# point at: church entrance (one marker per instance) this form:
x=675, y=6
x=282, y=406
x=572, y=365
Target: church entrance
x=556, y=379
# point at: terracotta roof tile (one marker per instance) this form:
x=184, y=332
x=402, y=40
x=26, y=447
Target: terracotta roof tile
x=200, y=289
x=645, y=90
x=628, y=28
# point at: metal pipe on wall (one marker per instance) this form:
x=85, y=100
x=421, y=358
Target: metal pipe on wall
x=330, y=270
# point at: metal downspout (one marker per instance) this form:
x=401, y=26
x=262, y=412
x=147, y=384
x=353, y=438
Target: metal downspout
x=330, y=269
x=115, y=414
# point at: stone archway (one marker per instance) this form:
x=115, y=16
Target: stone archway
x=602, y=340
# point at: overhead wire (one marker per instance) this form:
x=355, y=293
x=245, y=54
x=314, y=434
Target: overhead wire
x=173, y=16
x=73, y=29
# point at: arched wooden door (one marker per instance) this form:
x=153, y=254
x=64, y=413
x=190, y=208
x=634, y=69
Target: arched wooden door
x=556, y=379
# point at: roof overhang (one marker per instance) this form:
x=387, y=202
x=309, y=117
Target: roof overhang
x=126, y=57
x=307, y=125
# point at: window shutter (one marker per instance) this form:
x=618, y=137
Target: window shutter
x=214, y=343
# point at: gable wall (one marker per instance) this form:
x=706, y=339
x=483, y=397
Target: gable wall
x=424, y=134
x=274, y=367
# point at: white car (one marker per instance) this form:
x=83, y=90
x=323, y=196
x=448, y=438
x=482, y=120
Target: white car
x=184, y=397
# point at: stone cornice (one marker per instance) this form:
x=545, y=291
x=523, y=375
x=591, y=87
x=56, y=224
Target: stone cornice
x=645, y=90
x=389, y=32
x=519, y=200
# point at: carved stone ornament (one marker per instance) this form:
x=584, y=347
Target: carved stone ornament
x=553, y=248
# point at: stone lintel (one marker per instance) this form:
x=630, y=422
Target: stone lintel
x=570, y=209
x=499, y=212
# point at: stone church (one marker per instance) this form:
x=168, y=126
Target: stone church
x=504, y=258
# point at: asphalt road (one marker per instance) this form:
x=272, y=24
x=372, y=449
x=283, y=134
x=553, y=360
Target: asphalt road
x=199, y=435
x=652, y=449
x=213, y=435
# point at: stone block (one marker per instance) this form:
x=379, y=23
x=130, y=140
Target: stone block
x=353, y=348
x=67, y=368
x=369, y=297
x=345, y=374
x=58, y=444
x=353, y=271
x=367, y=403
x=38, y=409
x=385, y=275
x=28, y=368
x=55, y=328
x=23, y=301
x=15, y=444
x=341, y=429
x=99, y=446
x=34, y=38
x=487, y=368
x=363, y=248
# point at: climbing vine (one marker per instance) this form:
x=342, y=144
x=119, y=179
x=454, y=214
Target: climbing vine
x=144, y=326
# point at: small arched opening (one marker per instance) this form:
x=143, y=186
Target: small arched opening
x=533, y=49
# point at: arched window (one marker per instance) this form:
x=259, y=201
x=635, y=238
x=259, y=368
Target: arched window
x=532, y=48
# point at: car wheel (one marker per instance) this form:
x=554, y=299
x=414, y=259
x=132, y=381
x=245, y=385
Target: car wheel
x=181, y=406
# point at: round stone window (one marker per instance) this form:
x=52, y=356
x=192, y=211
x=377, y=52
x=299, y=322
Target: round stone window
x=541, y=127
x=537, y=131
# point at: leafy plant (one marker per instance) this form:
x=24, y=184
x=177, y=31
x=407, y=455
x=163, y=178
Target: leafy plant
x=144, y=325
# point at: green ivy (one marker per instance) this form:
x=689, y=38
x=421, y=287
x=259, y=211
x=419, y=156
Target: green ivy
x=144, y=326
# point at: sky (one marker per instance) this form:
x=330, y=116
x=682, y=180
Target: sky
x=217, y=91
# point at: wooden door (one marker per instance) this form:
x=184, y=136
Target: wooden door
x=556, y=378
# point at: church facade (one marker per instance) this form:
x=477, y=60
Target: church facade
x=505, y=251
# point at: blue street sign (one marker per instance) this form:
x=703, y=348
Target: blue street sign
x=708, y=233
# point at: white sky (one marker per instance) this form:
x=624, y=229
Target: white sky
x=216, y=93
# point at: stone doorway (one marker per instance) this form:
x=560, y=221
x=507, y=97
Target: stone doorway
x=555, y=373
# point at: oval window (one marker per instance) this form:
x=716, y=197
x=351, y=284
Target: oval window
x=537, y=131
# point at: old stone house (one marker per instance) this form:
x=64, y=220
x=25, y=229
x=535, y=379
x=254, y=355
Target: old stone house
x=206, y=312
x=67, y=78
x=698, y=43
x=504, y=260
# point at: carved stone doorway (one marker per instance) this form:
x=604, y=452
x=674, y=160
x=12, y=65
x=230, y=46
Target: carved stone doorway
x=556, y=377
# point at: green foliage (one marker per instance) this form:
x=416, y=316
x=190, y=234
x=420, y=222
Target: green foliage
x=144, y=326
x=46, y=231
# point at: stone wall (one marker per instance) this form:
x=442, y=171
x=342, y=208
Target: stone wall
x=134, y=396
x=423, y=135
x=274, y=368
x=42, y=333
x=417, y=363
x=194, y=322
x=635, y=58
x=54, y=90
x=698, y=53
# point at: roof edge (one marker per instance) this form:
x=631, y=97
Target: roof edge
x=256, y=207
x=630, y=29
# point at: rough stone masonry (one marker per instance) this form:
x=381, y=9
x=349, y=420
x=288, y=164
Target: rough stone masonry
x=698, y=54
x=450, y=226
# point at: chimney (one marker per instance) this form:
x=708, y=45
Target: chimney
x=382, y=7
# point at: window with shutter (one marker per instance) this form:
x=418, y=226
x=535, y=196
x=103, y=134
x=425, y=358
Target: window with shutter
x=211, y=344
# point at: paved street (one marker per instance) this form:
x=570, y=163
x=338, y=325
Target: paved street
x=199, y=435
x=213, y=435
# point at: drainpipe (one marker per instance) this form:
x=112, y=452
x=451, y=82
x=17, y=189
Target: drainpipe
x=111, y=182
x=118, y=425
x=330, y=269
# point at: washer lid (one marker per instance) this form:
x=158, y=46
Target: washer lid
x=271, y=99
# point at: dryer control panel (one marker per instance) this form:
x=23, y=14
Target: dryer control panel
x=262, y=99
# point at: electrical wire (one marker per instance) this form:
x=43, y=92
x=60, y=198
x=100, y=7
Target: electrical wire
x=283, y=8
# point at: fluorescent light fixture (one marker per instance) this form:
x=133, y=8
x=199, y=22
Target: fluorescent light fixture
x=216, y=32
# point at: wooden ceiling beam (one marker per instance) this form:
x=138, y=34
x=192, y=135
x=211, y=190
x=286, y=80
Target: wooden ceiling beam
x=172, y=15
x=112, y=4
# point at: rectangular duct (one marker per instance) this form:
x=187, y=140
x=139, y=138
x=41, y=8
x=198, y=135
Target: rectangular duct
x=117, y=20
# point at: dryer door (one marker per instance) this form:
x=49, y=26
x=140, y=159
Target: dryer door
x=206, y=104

__________

> **Task instructions**:
Return, unchanged, the stretch of the data from its first line through the line containing "x=184, y=397", both lines included.

> **Complete answer**:
# point at: church entrance (one marker per instance) this form:
x=675, y=6
x=282, y=406
x=572, y=365
Target: church entrance
x=556, y=379
# point at: terracotta roof tile (one marker per instance) this form:
x=184, y=332
x=402, y=40
x=26, y=447
Target: terracotta roof tile
x=200, y=289
x=645, y=90
x=628, y=28
# point at: metal pipe on wall (one marker per instance) this form:
x=85, y=100
x=421, y=358
Target: metal pipe on wall
x=330, y=270
# point at: metal downspout (one marker per instance) this form:
x=401, y=26
x=262, y=412
x=147, y=384
x=353, y=438
Target: metal downspout
x=330, y=269
x=115, y=414
# point at: stone archway (one marker per instance) this form:
x=115, y=16
Target: stone archway
x=602, y=340
# point at: overhead wire (one marker per instance) this form:
x=355, y=293
x=245, y=54
x=314, y=434
Target: overhead wire
x=173, y=16
x=73, y=29
# point at: arched wooden door (one marker per instance) this form:
x=153, y=254
x=64, y=413
x=190, y=208
x=634, y=69
Target: arched wooden door
x=556, y=379
# point at: roof overhang (one marker per instance) this form:
x=387, y=202
x=309, y=117
Target: roof overhang
x=126, y=57
x=307, y=125
# point at: window shutter (one marker per instance) this form:
x=618, y=137
Target: window shutter
x=214, y=343
# point at: gable wall (one marker per instance) this form:
x=706, y=339
x=483, y=397
Target: gable wall
x=424, y=134
x=274, y=367
# point at: white car (one marker per instance) this form:
x=83, y=90
x=323, y=196
x=448, y=438
x=482, y=120
Target: white car
x=184, y=397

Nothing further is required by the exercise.